[Work to complete] Look through the data below. Pick out the lines holding the string "trace".

Saved data entries:
——————

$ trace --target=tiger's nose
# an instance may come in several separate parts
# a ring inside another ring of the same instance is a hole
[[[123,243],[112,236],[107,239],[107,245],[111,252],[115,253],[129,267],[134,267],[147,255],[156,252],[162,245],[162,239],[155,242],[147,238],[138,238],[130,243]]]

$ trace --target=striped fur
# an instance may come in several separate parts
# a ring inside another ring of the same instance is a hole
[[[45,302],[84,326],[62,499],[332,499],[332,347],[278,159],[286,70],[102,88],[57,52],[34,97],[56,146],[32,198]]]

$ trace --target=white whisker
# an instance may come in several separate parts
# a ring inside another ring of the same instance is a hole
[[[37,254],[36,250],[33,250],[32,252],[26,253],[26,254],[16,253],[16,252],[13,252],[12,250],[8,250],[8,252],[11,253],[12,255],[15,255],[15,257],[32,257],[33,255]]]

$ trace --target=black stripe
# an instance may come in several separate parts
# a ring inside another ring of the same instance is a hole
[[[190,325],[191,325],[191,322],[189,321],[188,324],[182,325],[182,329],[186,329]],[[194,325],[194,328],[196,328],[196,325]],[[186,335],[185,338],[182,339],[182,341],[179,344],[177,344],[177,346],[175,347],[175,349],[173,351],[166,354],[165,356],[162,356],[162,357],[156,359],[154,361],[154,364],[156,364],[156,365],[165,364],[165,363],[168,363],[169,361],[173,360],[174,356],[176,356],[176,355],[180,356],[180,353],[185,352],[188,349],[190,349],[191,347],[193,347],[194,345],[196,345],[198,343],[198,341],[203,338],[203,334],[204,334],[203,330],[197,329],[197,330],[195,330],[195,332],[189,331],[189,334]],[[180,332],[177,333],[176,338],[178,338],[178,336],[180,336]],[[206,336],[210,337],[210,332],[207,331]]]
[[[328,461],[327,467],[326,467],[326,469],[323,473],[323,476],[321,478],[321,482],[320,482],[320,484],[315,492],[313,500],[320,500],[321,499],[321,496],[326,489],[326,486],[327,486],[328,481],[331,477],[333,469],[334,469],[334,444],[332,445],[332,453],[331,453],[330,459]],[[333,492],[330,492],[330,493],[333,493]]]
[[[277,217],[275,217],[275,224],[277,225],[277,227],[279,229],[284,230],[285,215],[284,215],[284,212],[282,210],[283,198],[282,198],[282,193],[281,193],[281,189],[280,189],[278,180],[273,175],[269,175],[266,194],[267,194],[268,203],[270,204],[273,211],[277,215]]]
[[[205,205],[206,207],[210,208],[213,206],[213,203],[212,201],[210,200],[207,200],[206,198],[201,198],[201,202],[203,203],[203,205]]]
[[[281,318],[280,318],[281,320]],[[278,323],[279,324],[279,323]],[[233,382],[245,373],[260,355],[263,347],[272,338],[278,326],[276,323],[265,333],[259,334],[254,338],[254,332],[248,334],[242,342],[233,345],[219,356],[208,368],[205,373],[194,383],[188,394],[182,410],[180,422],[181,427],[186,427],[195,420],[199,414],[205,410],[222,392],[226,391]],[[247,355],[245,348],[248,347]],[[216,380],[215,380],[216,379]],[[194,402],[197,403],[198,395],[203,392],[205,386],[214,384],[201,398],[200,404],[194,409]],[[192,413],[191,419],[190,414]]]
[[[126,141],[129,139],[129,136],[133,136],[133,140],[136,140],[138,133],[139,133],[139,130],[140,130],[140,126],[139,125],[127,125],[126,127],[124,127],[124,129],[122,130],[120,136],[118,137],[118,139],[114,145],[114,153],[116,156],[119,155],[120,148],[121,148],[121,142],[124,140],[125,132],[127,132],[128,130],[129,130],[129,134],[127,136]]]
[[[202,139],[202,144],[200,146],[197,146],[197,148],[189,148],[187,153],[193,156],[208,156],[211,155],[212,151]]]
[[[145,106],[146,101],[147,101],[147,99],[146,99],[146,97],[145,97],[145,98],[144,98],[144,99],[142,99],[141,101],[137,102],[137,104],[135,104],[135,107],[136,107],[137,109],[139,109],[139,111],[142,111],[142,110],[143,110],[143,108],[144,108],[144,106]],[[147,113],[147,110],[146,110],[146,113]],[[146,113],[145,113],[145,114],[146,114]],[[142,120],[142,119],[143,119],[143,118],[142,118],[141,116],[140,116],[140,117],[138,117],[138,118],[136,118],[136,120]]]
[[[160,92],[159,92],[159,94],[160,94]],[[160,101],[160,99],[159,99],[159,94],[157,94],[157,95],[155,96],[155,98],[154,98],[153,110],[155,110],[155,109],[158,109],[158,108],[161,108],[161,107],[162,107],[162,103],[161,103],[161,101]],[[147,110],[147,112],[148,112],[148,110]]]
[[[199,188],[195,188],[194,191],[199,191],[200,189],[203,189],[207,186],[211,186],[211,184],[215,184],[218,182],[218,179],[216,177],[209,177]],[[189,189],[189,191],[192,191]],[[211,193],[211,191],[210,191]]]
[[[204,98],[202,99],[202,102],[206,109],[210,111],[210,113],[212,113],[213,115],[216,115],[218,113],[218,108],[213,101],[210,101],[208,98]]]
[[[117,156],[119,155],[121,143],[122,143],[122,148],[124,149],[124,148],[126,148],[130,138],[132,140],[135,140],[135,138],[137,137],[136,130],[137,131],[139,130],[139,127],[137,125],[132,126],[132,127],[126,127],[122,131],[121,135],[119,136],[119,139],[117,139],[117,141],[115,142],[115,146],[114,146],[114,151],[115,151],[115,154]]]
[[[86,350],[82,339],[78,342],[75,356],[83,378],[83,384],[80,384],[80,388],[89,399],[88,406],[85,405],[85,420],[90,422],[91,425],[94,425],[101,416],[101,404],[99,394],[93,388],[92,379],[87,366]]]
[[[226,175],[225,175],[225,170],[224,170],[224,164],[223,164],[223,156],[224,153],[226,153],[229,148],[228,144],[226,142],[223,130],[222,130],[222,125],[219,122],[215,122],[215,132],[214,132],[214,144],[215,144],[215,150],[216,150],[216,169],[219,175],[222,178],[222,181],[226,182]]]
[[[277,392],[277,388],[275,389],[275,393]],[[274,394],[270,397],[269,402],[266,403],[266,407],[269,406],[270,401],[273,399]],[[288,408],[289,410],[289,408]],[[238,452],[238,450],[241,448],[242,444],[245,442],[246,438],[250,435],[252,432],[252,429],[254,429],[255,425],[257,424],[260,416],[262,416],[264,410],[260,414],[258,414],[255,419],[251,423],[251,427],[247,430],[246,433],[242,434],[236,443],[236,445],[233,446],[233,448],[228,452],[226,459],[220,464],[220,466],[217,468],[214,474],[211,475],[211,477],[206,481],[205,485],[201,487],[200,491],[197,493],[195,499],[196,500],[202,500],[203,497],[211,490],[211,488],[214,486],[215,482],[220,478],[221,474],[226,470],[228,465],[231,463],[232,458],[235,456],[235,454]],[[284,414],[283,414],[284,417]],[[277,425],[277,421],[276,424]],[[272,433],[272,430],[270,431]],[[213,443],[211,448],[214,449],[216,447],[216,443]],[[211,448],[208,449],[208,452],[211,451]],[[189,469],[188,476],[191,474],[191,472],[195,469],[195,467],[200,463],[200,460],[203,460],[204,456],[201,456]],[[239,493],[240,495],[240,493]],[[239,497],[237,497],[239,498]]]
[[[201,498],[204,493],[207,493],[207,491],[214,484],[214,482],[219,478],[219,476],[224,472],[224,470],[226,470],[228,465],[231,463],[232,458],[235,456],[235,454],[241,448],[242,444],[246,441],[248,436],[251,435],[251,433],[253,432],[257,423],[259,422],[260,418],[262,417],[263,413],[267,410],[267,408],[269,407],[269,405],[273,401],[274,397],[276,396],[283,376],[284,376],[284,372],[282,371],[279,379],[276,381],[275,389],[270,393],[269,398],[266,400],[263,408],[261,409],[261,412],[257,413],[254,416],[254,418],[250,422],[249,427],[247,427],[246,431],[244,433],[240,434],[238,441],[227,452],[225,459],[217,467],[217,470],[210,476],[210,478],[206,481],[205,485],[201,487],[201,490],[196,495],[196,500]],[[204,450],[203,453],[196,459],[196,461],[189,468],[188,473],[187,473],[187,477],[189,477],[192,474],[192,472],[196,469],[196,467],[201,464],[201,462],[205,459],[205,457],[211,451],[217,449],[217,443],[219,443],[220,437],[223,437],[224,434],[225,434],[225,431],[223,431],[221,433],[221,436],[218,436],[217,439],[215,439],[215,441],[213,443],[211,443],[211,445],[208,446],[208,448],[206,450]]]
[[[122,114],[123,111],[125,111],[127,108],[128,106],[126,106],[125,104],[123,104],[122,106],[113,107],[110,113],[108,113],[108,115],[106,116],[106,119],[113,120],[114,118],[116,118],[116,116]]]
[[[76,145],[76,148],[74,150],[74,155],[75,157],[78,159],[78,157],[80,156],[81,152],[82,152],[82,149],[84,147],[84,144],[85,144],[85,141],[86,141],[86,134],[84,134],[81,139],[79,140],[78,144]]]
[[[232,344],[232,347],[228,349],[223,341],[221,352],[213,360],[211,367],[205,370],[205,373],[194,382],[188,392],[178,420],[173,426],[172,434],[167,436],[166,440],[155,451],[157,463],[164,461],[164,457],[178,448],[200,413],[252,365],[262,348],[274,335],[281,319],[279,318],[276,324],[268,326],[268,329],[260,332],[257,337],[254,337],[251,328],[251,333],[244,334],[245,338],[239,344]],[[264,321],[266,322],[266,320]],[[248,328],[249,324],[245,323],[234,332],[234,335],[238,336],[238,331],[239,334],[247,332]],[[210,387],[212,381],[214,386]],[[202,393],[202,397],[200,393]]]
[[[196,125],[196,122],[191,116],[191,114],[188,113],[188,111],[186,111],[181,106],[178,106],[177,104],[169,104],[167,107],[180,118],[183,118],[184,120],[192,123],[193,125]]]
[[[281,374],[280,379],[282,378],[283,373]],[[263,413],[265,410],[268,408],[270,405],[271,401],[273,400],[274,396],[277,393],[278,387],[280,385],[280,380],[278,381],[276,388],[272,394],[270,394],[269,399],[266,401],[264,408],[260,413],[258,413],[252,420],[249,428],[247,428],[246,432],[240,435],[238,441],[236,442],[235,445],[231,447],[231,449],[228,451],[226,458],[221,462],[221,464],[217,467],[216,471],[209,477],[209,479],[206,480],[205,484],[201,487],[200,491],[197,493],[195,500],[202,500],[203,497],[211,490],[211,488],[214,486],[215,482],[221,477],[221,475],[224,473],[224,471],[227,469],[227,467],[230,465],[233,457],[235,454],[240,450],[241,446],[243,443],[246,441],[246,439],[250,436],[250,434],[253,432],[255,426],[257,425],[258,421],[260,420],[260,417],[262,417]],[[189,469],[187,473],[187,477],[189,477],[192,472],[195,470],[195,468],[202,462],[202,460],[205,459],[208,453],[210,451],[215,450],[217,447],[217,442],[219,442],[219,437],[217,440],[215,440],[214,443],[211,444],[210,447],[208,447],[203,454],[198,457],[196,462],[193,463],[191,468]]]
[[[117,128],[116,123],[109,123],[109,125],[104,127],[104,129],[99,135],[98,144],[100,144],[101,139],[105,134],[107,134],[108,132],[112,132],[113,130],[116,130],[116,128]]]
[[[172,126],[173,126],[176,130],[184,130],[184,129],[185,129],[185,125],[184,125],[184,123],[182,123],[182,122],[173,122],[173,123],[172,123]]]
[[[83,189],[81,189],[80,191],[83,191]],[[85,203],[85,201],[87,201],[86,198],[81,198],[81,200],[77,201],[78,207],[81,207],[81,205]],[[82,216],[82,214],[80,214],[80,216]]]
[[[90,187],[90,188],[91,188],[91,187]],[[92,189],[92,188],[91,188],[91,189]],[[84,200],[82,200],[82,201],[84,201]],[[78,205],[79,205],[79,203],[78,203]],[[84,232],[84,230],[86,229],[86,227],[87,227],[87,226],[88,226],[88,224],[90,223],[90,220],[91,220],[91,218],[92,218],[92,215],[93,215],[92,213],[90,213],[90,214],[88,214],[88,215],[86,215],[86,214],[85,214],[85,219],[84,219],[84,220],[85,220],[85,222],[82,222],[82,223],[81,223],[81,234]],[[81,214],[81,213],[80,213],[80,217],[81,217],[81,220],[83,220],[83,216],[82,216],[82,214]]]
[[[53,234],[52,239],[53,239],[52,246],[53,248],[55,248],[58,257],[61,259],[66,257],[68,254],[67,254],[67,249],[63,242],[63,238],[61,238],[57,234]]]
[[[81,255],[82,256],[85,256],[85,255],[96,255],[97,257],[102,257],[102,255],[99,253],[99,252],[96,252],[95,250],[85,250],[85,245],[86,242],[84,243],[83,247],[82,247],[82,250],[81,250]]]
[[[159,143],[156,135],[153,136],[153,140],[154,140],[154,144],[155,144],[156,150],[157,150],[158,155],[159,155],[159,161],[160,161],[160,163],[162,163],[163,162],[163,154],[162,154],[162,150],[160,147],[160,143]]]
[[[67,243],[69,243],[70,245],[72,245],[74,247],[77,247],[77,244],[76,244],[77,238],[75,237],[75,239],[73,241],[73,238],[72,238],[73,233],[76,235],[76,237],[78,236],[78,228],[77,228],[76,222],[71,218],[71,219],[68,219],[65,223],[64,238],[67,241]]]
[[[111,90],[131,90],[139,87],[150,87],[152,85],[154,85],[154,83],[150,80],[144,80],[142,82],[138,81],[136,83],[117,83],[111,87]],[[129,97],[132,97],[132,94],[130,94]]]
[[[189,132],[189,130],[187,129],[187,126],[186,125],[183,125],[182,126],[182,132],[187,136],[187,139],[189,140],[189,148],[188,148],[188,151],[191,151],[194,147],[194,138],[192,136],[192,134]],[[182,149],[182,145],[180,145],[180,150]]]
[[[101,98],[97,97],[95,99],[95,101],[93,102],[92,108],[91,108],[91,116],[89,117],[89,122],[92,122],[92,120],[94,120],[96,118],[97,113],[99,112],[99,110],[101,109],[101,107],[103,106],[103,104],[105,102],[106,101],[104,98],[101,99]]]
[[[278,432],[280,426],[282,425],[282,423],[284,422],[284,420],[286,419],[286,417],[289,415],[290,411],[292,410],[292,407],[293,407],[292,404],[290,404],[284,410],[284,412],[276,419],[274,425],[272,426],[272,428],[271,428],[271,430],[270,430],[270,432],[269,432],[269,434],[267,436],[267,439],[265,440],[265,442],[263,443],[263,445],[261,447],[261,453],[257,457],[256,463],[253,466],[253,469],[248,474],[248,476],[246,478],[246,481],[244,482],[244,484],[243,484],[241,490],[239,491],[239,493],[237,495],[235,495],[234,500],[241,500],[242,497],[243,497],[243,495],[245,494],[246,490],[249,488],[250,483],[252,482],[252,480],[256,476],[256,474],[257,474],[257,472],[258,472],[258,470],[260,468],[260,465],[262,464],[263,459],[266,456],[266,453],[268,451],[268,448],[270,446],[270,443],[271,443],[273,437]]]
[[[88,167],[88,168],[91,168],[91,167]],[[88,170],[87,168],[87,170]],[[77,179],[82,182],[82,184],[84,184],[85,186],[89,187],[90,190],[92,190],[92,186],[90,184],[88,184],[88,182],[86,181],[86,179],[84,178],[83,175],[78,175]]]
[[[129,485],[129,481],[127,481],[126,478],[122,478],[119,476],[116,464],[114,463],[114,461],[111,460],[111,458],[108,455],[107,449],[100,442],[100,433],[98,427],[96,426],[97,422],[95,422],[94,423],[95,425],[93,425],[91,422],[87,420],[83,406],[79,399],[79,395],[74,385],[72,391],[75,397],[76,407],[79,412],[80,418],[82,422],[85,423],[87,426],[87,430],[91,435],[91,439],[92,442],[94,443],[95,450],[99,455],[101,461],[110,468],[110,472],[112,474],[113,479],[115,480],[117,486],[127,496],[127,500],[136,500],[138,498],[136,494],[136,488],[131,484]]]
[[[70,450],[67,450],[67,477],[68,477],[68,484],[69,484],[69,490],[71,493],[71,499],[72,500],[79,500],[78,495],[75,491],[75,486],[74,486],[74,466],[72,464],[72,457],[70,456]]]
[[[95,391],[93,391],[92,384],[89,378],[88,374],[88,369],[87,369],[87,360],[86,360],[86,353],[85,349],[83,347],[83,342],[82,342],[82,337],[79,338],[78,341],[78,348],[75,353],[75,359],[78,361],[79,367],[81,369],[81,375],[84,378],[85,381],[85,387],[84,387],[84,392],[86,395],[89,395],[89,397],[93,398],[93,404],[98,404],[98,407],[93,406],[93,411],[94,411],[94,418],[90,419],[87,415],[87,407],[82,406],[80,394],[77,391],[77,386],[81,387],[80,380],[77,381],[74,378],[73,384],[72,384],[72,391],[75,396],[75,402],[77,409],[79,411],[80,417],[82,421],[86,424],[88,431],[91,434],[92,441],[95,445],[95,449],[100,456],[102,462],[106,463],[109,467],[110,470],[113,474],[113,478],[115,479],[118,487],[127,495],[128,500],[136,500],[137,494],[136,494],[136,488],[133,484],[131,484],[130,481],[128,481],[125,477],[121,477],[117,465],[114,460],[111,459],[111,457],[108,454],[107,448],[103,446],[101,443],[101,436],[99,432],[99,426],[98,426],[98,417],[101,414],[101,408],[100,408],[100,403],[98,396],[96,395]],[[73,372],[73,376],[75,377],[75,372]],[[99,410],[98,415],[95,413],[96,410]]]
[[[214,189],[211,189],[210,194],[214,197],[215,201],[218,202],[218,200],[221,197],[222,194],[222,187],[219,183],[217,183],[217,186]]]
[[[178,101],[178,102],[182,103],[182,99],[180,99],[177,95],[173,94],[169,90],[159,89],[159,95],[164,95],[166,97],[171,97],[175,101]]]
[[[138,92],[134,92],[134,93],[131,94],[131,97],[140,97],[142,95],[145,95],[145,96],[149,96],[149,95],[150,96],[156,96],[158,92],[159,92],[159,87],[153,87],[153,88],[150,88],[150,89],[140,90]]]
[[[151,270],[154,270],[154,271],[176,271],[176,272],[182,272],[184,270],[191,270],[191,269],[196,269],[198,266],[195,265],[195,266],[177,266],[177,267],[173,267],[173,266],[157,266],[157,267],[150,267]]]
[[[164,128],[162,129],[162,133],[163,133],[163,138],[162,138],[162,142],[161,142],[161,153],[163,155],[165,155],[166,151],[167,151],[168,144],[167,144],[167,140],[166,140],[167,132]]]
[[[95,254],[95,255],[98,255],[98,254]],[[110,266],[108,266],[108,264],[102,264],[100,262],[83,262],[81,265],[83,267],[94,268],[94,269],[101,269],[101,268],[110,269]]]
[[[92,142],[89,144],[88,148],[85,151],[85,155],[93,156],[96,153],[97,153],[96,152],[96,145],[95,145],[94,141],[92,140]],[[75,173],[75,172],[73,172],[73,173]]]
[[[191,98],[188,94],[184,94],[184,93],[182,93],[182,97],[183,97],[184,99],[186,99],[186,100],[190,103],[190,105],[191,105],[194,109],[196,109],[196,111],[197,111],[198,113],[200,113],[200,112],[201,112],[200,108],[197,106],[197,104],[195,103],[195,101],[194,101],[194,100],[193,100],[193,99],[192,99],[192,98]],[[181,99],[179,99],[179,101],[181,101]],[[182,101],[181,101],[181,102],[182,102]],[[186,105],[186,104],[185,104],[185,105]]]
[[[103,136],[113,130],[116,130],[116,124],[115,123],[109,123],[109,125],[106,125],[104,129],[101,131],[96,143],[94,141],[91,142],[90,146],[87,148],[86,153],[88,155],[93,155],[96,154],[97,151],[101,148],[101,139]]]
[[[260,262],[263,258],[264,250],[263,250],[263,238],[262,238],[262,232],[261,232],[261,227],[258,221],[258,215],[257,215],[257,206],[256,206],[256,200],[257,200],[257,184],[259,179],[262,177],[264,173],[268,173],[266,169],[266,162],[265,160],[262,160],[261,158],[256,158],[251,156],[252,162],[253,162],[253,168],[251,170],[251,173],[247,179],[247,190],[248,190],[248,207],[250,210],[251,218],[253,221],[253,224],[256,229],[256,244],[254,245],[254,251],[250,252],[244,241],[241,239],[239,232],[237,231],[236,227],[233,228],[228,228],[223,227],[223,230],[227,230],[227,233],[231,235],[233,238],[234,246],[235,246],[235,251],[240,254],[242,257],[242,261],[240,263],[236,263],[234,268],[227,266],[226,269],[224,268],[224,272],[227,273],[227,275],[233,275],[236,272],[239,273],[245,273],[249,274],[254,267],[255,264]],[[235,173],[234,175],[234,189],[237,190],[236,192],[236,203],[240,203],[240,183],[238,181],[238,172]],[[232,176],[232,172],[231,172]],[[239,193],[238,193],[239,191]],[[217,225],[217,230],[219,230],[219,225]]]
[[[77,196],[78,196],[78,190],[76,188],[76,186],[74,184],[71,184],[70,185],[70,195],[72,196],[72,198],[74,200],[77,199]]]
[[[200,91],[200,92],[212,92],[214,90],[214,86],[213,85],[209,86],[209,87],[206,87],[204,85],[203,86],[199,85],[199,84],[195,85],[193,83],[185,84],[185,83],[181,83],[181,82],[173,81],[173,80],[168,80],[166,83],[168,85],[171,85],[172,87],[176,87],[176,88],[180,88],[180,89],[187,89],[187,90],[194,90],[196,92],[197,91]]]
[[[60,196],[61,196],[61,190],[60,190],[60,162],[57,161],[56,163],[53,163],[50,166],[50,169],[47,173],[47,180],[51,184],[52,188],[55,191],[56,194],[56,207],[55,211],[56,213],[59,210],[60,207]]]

——————

[Solution for this exercise]
$ trace --target=tiger's nose
$ trace --target=striped fur
$ trace --target=white whisker
$ trace --target=black stripe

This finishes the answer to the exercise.